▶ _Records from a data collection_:
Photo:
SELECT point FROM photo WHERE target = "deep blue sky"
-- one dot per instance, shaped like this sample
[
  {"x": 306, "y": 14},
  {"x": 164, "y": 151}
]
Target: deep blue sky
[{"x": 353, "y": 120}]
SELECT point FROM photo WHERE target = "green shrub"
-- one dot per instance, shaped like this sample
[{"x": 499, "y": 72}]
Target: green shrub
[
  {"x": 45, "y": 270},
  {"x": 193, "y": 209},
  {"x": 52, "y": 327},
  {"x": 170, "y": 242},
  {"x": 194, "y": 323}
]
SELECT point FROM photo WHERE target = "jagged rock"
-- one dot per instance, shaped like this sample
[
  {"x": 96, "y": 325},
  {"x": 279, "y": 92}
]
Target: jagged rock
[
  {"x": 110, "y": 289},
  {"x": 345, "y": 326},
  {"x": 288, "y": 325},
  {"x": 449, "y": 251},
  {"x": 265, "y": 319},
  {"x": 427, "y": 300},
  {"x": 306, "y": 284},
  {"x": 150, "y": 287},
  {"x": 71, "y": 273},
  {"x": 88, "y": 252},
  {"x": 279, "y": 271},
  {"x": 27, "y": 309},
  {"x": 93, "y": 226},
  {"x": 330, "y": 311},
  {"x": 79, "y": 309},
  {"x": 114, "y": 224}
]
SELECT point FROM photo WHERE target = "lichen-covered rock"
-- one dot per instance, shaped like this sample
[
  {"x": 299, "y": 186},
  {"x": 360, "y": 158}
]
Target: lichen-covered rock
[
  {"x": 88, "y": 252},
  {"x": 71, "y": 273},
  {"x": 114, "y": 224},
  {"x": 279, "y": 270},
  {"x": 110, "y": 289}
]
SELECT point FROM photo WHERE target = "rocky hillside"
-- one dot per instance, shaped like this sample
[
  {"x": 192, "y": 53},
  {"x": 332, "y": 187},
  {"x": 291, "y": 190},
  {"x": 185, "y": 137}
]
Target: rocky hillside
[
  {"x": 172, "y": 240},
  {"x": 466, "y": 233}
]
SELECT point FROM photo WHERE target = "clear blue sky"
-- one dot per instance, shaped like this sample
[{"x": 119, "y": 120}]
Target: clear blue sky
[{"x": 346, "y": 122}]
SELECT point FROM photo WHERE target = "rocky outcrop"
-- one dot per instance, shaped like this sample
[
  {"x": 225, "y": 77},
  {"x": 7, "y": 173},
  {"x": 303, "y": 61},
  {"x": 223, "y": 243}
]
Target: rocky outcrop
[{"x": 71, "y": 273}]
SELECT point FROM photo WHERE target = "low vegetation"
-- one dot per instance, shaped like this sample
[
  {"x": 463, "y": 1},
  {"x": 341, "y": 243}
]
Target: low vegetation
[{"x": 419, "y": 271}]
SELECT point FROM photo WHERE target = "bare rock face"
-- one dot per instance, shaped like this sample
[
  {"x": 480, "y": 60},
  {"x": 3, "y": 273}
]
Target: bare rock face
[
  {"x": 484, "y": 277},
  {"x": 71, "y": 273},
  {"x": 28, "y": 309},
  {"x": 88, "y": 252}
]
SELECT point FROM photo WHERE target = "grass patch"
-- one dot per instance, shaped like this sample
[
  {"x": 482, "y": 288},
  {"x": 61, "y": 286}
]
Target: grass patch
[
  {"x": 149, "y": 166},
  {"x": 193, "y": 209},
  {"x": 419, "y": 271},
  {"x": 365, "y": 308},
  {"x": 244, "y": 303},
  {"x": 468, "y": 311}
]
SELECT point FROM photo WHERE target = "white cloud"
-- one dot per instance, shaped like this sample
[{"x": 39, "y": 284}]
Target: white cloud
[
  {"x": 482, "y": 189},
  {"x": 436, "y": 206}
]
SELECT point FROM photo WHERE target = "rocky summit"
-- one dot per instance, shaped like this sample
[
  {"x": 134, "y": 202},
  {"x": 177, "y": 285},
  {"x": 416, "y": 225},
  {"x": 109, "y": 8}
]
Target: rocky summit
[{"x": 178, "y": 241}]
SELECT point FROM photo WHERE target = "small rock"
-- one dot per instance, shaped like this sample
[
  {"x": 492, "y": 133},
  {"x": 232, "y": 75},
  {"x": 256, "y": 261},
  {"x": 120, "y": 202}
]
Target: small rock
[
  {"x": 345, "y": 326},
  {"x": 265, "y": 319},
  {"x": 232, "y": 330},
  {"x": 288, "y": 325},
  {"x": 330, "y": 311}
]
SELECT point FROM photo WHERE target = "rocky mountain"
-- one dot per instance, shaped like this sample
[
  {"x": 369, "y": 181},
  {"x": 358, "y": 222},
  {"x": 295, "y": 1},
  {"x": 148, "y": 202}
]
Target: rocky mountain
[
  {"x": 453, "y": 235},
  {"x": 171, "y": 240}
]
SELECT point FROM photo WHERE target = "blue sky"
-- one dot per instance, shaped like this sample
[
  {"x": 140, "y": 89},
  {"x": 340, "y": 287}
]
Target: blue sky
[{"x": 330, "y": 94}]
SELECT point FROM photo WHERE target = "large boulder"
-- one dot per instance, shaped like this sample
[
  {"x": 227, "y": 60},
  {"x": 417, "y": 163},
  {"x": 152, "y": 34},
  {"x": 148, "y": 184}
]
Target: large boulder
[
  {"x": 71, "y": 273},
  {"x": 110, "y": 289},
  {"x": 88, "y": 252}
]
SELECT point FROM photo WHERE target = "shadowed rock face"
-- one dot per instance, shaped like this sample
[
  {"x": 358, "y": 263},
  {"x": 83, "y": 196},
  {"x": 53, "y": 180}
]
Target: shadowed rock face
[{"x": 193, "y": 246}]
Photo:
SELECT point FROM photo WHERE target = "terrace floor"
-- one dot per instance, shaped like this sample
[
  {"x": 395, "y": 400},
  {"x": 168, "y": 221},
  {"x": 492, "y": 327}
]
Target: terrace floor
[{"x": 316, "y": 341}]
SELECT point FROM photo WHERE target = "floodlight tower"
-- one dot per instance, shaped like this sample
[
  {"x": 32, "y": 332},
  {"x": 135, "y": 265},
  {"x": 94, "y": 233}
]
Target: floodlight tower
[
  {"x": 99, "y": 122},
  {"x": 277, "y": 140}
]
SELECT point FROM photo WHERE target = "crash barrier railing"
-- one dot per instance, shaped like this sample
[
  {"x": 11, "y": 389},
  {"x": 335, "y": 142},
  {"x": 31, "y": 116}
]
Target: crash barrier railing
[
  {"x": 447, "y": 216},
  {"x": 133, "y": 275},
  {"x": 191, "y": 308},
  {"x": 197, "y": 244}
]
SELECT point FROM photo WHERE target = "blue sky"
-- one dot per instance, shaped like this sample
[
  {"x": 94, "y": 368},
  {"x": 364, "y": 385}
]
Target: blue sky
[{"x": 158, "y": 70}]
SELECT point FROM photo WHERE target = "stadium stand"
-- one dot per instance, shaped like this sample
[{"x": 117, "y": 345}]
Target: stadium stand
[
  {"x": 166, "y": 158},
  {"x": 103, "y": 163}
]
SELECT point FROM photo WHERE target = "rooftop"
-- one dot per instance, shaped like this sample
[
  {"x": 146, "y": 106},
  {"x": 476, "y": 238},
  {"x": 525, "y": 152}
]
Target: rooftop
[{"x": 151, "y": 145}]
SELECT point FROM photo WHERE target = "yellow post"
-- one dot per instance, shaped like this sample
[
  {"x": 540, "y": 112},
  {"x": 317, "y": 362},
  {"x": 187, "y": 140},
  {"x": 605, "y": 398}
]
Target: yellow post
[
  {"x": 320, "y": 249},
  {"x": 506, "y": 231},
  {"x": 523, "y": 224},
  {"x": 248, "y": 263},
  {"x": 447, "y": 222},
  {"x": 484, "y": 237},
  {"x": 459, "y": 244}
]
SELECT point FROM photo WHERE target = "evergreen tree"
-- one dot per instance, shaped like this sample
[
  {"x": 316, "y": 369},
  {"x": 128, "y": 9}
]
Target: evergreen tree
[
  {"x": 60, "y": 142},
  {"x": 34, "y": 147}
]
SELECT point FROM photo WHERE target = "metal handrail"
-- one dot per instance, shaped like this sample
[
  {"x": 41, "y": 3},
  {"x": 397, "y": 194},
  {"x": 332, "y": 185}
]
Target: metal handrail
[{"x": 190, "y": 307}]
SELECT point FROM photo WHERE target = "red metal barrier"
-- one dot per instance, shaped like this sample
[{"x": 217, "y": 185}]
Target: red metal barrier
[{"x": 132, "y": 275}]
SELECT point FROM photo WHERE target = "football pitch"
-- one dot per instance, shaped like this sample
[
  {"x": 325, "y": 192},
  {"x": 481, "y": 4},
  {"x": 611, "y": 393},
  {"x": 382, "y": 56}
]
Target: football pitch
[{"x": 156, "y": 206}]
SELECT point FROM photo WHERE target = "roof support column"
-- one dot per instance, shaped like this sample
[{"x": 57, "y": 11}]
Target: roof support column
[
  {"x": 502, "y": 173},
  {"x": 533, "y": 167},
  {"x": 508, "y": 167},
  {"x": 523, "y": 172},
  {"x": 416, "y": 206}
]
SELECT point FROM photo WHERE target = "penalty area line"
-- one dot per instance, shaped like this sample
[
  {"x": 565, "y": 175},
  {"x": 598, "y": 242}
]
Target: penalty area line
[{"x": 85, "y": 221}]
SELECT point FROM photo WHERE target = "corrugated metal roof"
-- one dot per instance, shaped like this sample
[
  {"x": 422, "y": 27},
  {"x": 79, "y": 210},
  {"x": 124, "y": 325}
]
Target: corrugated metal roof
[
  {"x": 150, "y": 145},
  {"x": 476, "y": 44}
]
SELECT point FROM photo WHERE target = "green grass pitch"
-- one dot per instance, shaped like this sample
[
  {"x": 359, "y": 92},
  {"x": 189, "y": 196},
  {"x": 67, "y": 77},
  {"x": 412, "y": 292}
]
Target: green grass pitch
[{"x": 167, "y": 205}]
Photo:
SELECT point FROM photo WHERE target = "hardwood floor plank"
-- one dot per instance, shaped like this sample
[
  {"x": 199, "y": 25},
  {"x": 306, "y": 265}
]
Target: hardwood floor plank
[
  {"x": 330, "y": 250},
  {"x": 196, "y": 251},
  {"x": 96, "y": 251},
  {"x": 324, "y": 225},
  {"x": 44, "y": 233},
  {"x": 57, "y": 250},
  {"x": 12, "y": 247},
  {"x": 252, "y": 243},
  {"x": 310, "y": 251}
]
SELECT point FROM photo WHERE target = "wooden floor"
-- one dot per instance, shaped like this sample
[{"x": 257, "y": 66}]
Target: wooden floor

▶ _The task_: Copy out the lines of the data where the word "wooden" can be found.

▶ _Expected answer_:
SELECT point FROM photo WHERE target = "wooden floor"
Target: wooden floor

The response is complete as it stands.